Swap "sample output" for "reference output" everywhere in the records below, and write them out again with nothing else changed. Leave the pictures out of your answer.

__Labeled contour entries__:
------------
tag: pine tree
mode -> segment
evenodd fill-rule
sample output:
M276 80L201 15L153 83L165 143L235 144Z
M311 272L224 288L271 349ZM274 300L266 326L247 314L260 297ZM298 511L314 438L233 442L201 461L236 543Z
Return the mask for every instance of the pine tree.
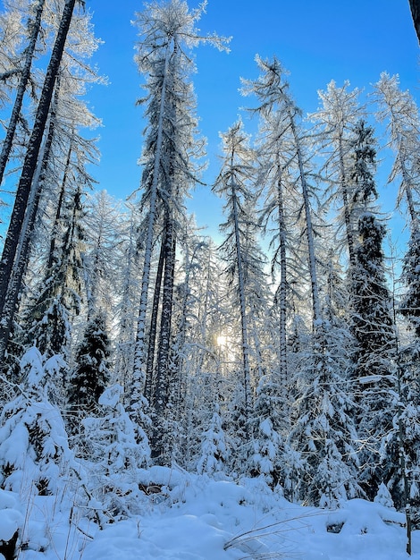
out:
M311 115L311 119L316 123L315 133L325 157L321 173L325 174L329 183L327 202L336 203L339 232L344 227L347 253L353 266L357 220L353 215L350 155L353 129L362 116L363 108L358 104L360 91L357 89L349 91L349 81L345 81L341 88L338 88L332 81L326 90L319 90L322 106Z
M0 261L0 310L3 312L7 297L13 297L13 293L7 296L7 290L13 289L20 291L20 286L13 286L11 278L13 275L13 263L20 242L20 238L25 235L22 231L24 216L28 208L29 195L32 190L32 182L37 171L38 158L41 149L41 143L48 117L49 107L53 98L55 81L58 75L60 64L63 58L64 44L69 32L70 24L75 6L76 0L67 0L57 31L53 52L46 70L46 79L37 108L37 115L32 129L32 133L28 144L25 161L23 163L21 179L19 181L16 197L12 213L9 228L4 240L2 259ZM38 185L37 185L38 187ZM36 187L34 187L36 188ZM11 325L2 325L0 339L2 342L2 352L0 358L3 360L6 341L10 332Z
M22 392L0 419L0 486L21 493L55 495L80 471L70 450L60 411L47 397L48 386L63 367L60 357L44 361L36 348L21 359Z
M74 415L73 429L80 417L97 412L99 397L110 378L109 355L105 318L97 311L86 326L76 352L76 367L69 380L68 400Z
M224 210L227 221L221 225L226 232L226 239L222 246L227 262L227 272L235 287L240 318L240 355L242 398L242 427L247 439L249 436L249 419L252 410L251 370L249 350L249 326L247 313L247 255L244 237L251 218L246 213L247 201L252 199L249 179L253 174L253 154L249 148L248 135L242 130L242 123L238 121L225 134L223 140L224 161L222 171L214 186L219 195L226 199Z
M98 399L98 415L82 420L89 488L114 520L138 512L139 471L150 458L147 437L132 423L121 402L122 395L121 385L107 387Z
M382 242L385 226L374 215L376 190L373 180L373 132L364 123L354 140L355 202L361 204L359 244L351 276L351 327L357 341L354 395L357 426L362 442L360 480L371 498L381 482L388 482L396 468L390 441L392 391L395 390L396 345L391 299L385 276ZM362 212L362 208L365 212Z
M202 155L202 143L194 138L197 123L195 100L189 81L189 75L194 70L190 52L203 42L218 48L224 48L225 42L214 35L199 35L196 23L204 9L205 4L201 4L198 9L189 12L185 2L171 0L162 4L147 4L138 18L141 41L136 59L140 72L147 77L145 88L147 92L142 99L142 103L147 104L148 125L142 157L144 193L141 201L142 207L147 210L131 410L135 414L145 385L147 295L155 226L157 218L161 217L162 311L155 393L151 397L155 415L155 433L151 439L155 456L162 453L159 442L163 428L159 427L159 422L167 404L166 374L172 331L176 224L180 221L178 211L182 208L186 189L190 186L196 173L192 160ZM156 284L155 293L158 292L160 287ZM152 317L151 321L155 322L155 318Z

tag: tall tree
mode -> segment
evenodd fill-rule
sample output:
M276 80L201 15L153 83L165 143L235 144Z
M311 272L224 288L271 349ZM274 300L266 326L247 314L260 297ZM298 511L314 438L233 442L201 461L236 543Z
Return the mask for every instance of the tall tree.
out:
M228 272L238 293L240 317L240 355L242 360L241 391L245 434L249 436L249 420L252 410L251 371L249 352L249 323L247 312L247 263L244 246L248 225L251 222L247 202L252 199L249 179L253 175L253 153L248 136L238 121L222 135L223 140L223 164L214 186L214 191L226 199L224 207L226 222L221 225L226 232L222 248L228 263Z
M152 250L155 242L157 216L162 216L164 251L162 310L156 358L155 394L152 408L155 430L151 438L152 454L162 453L162 427L167 397L167 368L170 350L172 306L173 297L174 257L177 222L182 213L182 199L191 184L196 170L194 157L202 155L202 143L196 133L195 99L189 75L194 70L191 50L200 43L224 48L224 39L202 37L196 28L205 4L192 12L186 2L170 0L151 3L138 16L140 43L137 62L147 77L146 115L148 120L142 163L141 204L147 208L139 315L134 365L134 391L131 409L135 411L144 389L146 361L145 335L147 296L150 284ZM152 318L153 320L153 318Z
M60 64L63 59L64 45L69 32L71 18L73 15L76 0L67 0L60 20L55 42L51 54L51 58L46 70L44 86L37 107L37 115L34 121L32 133L30 135L28 148L23 163L21 179L19 181L14 206L12 212L9 228L4 240L2 259L0 261L0 312L3 313L4 303L8 298L13 299L16 291L19 293L21 286L14 285L11 282L13 274L13 264L16 259L19 244L23 242L28 222L31 223L30 212L33 212L33 205L28 206L29 195L32 192L32 200L36 198L36 190L38 182L34 182L34 177L38 168L38 157L46 125L47 117L53 92L55 86ZM35 191L35 192L34 192ZM32 208L30 208L32 206ZM28 213L29 220L25 224L25 215ZM0 342L2 356L6 346L6 340L10 332L11 325L2 323L0 329Z
M407 317L417 344L420 339L420 224L419 196L420 169L418 150L420 149L418 107L408 91L401 91L398 76L381 75L377 82L376 97L379 103L378 117L386 122L391 146L395 153L395 161L390 182L399 180L397 205L404 212L408 210L410 240L404 259L402 280L407 293L401 301L401 313Z
M12 109L9 124L7 126L6 135L2 143L2 150L0 152L0 184L3 182L4 169L12 152L16 128L21 118L23 98L28 88L32 61L35 56L35 48L38 35L41 30L42 13L46 0L38 0L33 6L29 6L29 15L28 17L28 45L23 51L22 65L19 72L19 82L16 89L16 97L13 107Z
M361 118L363 109L358 104L359 90L349 91L349 82L338 88L332 81L326 90L319 90L322 106L311 115L316 123L317 138L326 161L323 171L329 182L329 202L339 208L340 229L344 227L347 251L350 265L355 262L357 219L353 216L350 153L353 128Z
M358 405L358 436L363 442L360 480L372 498L380 484L389 481L395 468L390 434L395 412L396 346L382 250L386 230L374 206L377 193L373 130L363 122L357 128L353 160L355 201L365 210L358 219L359 245L350 285L351 325L357 341L354 395Z

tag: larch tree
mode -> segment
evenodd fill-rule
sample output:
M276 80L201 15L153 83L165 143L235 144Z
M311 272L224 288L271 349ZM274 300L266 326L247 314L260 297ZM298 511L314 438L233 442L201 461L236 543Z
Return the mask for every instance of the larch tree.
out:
------------
__Task answer__:
tag: pine tree
mode -> segment
evenodd fill-rule
reference output:
M276 80L201 15L153 83L165 143L235 144Z
M311 272L224 288L271 349ZM274 300L266 326L247 314L260 297ZM298 511L314 438L233 442L201 461L236 543Z
Return the mask for every instance of the pine tree.
out:
M311 115L311 119L316 123L315 133L325 157L321 173L325 174L329 183L327 202L336 203L339 232L344 227L347 253L353 266L357 220L353 215L350 155L353 129L362 116L363 108L358 104L360 91L357 89L349 91L349 81L345 81L341 88L338 88L332 81L326 90L319 90L322 106Z
M0 261L0 310L3 312L7 297L13 297L13 293L7 296L7 290L13 289L20 291L20 286L13 286L11 278L13 275L13 263L20 242L20 238L25 235L22 231L24 216L28 208L29 195L32 190L32 182L37 171L38 158L41 149L41 143L48 117L49 107L53 98L55 81L58 75L60 64L63 58L64 44L69 32L70 24L75 6L76 0L67 0L57 31L53 52L46 70L46 79L37 108L37 115L32 129L32 133L28 144L25 161L23 163L21 179L19 181L16 197L12 213L9 228L4 240L2 259ZM38 185L37 185L38 187ZM36 187L34 187L36 188ZM11 325L2 325L0 339L2 342L2 352L0 358L3 360L6 341L10 332Z
M22 392L0 419L0 486L21 493L55 495L80 471L70 450L60 411L47 397L48 386L63 367L60 357L44 361L36 348L21 359Z
M74 415L73 429L80 417L97 412L99 397L110 378L109 355L105 318L97 311L86 326L76 352L76 367L69 380L68 400Z
M224 210L227 221L221 225L226 232L226 239L222 246L227 262L227 272L235 287L240 318L240 355L242 398L242 427L247 439L249 436L249 419L252 410L251 370L249 350L249 326L247 313L247 255L244 237L251 218L246 213L247 201L252 199L249 179L253 174L253 154L249 148L248 135L242 130L242 123L238 121L225 134L223 140L224 161L222 171L214 186L219 195L226 199Z
M98 399L98 415L82 420L89 488L114 520L138 512L139 471L150 458L147 437L132 423L121 402L122 395L121 385L107 387Z
M382 242L385 226L374 215L376 190L373 180L373 132L364 123L354 140L355 202L361 204L359 244L351 276L351 327L357 341L354 395L357 426L362 442L360 480L371 498L381 482L388 482L396 468L390 441L392 391L395 390L396 345L391 299L385 276ZM362 212L362 208L365 212Z
M202 155L202 143L194 138L197 123L195 100L189 81L189 75L194 70L190 52L203 42L218 48L224 48L225 42L214 35L199 35L196 23L204 9L205 4L201 4L198 9L189 12L185 2L171 0L162 4L147 4L138 18L141 41L136 59L140 72L147 77L145 88L147 92L142 99L142 103L147 104L148 125L142 157L144 193L141 201L142 207L147 210L131 410L135 414L145 385L147 295L155 226L157 218L161 217L162 311L155 393L151 397L155 415L155 433L151 439L155 456L162 453L159 442L163 428L159 427L159 422L167 404L166 374L172 331L176 224L180 221L178 211L182 208L186 189L190 186L196 173L192 160ZM156 284L155 293L158 292L160 287ZM152 317L151 321L155 322L155 318Z

tag: tall tree
mode -> segment
evenodd fill-rule
reference output:
M276 80L201 15L153 83L165 143L235 144Z
M311 272L224 288L271 349ZM274 300L266 326L247 314L260 297ZM298 511L314 438L233 442L201 461L236 543Z
Return the mask for every instance of the tall tree.
out:
M228 272L238 293L240 317L240 355L242 360L241 391L245 434L249 436L249 420L252 410L251 371L249 352L249 323L247 312L247 263L244 246L248 225L251 222L247 202L252 199L249 179L253 175L253 153L248 136L238 121L222 135L223 140L223 164L214 186L214 191L226 199L224 207L226 222L221 225L226 232L222 248L228 263Z
M152 250L155 242L157 216L162 216L164 251L162 310L156 358L155 394L152 408L155 430L151 438L152 454L162 453L162 427L167 397L167 368L170 350L172 306L173 297L174 257L177 222L182 213L182 199L191 184L196 170L194 157L202 155L202 143L196 133L195 99L189 75L194 70L191 50L200 43L224 48L224 39L202 37L196 28L205 4L192 12L186 2L170 0L151 3L138 16L140 43L137 62L147 77L146 115L148 120L142 163L141 204L147 208L139 315L134 365L134 391L131 409L135 411L144 389L146 361L145 335L147 296L150 284ZM152 318L153 320L153 318Z
M60 64L63 59L64 45L69 32L71 18L73 15L76 0L67 0L60 20L55 42L51 54L51 58L46 70L44 86L37 107L37 115L34 121L32 133L30 135L28 148L23 163L21 179L19 181L14 206L12 212L9 228L4 240L2 259L0 261L0 312L3 313L4 303L8 298L13 299L16 291L19 293L21 286L14 285L11 282L13 274L13 264L16 259L19 244L23 242L28 222L31 223L30 212L33 212L33 205L28 206L29 195L32 192L32 200L36 198L36 190L38 182L34 182L34 177L38 168L38 157L46 125L47 117L53 92L55 86ZM35 191L35 192L34 192ZM32 208L30 208L32 206ZM28 213L29 220L25 224L25 215ZM0 342L2 356L6 346L6 340L10 332L11 325L2 323L0 329Z
M407 317L417 344L420 339L420 224L419 196L420 169L418 150L420 149L418 107L408 91L401 91L398 76L381 75L377 82L376 97L379 103L378 117L386 122L391 146L395 153L395 161L390 182L399 180L397 205L404 212L408 210L410 240L404 259L402 280L407 293L401 301L401 313Z
M12 109L9 124L7 126L6 135L2 143L2 150L0 152L0 184L3 182L4 169L12 152L16 128L21 118L23 98L28 88L32 61L35 56L35 48L38 35L41 30L42 13L46 0L38 0L33 6L29 6L29 15L28 17L28 45L23 51L22 65L19 72L19 82L16 89L16 97L13 107Z
M361 118L363 109L358 104L359 90L349 91L349 82L338 88L332 81L326 90L319 90L322 106L311 115L316 123L317 138L326 161L323 171L329 182L329 202L339 208L340 229L344 227L347 251L350 265L355 262L357 219L353 216L350 153L353 128Z
M358 405L358 436L363 442L360 480L372 498L380 484L389 481L395 468L390 434L395 412L396 346L382 250L386 230L374 206L377 193L373 130L363 122L357 128L353 160L355 201L365 210L358 219L359 245L350 285L351 325L357 341L354 395Z

tag: larch tree
mode -> segment
evenodd fill-rule
reference output:
M276 80L201 15L153 83L165 143L235 144Z
M311 272L224 288L271 349ZM274 300L266 326L247 314L260 297ZM298 511L314 438L233 442L201 461L236 543Z
Return the mask for every instance of the larch tree.
out:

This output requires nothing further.